Task brief
Could you repeat, word for word, only the lines from the one containing "point(76, 49)" through the final line of the records below?

Source material
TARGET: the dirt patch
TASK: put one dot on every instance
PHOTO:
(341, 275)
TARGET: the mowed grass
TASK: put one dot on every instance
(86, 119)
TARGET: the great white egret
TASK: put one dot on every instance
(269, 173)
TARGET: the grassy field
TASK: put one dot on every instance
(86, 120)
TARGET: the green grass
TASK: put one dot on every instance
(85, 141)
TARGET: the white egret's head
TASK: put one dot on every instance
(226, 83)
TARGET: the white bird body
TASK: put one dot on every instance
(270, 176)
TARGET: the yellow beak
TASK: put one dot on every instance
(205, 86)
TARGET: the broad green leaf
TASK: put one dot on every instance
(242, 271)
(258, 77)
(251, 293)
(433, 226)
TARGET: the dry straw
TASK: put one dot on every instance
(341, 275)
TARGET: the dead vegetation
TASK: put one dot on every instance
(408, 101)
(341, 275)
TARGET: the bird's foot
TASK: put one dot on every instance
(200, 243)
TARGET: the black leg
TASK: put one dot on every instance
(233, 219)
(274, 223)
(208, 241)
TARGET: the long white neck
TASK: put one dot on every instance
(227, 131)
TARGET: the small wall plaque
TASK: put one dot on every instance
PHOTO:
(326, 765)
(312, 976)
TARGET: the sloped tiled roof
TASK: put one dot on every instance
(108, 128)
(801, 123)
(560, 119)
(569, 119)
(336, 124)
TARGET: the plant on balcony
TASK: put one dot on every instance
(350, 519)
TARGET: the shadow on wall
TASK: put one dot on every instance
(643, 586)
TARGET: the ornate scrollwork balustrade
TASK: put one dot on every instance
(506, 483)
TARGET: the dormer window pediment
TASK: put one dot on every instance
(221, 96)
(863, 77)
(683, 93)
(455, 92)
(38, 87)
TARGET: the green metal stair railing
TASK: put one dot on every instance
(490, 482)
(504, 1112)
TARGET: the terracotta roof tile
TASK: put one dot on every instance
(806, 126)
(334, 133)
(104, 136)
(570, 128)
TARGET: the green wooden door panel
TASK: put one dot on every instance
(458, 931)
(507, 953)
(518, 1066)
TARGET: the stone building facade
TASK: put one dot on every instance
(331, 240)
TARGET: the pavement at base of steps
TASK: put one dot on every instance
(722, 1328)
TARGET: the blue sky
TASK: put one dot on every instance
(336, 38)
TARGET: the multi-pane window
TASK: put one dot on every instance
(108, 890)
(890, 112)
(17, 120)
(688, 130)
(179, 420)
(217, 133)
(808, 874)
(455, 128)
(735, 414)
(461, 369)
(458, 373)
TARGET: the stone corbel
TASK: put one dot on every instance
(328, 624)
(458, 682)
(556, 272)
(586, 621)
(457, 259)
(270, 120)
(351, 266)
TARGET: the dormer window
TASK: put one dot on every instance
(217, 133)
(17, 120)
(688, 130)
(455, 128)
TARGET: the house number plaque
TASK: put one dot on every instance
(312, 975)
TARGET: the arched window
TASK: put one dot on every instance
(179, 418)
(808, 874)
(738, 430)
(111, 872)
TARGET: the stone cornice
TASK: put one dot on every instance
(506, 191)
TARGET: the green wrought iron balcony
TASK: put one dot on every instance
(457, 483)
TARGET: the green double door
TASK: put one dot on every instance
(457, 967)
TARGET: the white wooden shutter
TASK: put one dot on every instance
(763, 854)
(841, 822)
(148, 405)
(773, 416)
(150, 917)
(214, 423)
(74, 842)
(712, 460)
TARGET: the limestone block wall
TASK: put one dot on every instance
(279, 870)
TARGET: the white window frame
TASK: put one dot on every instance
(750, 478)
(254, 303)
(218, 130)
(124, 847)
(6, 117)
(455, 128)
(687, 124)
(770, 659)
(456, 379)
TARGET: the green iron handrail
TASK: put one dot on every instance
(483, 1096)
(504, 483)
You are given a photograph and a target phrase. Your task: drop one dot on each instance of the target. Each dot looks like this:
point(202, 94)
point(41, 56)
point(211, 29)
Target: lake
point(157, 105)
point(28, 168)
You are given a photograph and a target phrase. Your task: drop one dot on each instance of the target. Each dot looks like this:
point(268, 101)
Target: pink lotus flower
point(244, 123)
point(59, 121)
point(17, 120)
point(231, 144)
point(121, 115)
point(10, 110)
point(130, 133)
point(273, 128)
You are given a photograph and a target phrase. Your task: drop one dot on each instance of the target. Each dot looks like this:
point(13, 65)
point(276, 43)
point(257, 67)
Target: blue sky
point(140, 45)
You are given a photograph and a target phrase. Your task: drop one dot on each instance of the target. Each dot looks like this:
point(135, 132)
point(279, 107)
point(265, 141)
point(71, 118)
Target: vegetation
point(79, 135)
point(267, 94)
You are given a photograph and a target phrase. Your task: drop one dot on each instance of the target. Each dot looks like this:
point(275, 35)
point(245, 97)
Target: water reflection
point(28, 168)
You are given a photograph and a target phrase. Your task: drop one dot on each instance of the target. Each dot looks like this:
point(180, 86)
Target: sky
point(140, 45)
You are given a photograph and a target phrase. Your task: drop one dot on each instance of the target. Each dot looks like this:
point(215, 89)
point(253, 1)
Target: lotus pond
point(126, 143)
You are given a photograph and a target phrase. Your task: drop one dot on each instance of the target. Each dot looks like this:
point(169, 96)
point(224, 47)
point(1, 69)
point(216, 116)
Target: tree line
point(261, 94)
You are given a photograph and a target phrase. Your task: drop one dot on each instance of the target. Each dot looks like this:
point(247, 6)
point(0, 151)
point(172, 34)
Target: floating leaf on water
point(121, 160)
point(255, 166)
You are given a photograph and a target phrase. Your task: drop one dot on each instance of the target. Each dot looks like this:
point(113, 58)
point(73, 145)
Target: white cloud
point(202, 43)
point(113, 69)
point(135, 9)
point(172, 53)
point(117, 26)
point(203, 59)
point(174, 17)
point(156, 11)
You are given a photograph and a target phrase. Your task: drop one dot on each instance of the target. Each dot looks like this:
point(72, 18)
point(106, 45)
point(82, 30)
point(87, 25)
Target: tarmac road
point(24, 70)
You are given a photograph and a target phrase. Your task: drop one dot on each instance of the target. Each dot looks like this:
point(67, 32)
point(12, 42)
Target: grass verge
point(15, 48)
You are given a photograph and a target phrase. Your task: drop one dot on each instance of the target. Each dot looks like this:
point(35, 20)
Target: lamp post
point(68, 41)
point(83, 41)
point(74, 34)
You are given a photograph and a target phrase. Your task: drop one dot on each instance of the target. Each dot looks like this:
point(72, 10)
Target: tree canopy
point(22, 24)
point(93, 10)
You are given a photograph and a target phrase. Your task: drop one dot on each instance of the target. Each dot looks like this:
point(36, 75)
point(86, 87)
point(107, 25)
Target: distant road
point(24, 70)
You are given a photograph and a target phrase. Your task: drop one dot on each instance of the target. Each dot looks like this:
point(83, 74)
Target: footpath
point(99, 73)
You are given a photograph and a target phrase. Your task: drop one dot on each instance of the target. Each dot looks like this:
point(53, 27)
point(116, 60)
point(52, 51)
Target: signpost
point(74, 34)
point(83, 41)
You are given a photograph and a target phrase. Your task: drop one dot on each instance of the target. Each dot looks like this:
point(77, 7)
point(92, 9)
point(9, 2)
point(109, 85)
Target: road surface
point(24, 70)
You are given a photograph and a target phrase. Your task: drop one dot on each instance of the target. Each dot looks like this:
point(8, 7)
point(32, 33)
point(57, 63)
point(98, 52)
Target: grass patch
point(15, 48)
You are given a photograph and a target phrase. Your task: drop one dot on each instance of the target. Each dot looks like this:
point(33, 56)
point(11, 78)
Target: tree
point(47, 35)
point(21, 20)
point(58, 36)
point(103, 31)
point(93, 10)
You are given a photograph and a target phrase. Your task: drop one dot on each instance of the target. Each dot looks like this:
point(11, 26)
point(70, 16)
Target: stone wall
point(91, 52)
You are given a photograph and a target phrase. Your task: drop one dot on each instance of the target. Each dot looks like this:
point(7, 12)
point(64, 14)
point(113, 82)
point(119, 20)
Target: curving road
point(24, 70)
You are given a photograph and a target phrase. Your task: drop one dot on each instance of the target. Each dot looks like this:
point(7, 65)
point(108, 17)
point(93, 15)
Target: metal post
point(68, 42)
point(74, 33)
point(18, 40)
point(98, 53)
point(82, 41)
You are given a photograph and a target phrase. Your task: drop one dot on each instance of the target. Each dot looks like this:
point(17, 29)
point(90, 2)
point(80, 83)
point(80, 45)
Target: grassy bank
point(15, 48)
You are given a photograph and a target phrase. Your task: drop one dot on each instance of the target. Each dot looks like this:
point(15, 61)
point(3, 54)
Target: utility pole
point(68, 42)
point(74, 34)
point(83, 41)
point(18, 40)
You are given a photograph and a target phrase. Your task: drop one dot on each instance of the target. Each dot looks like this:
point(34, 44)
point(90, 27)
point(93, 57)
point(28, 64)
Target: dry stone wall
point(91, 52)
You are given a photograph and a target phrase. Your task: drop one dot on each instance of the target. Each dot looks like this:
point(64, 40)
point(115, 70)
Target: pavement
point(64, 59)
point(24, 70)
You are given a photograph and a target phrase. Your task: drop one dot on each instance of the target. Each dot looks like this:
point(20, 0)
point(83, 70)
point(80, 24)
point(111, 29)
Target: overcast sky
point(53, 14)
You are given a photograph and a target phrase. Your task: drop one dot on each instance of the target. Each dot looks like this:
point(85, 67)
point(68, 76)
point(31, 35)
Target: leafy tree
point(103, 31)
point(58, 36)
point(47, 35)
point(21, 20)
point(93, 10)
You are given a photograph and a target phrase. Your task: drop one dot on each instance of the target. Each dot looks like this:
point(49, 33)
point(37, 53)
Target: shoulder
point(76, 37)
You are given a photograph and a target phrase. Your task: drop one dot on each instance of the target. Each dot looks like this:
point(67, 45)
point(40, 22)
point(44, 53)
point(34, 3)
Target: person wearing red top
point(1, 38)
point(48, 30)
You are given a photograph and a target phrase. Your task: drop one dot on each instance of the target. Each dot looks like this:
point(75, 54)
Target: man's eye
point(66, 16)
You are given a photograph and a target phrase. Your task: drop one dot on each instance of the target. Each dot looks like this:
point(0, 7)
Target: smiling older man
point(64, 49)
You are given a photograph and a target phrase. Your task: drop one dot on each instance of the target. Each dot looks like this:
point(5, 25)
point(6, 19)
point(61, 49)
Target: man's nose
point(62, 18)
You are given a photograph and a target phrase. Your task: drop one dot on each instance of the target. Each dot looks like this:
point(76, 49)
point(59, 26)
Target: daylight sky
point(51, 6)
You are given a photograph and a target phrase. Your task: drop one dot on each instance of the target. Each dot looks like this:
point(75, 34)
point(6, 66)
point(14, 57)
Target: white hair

Solution to this problem
point(76, 49)
point(59, 26)
Target: daylight sky
point(51, 6)
You are given a photograph and a target phrase. Your task: drop one dot on each instance of the target. Each dot looks like this:
point(75, 34)
point(6, 66)
point(14, 57)
Target: white hair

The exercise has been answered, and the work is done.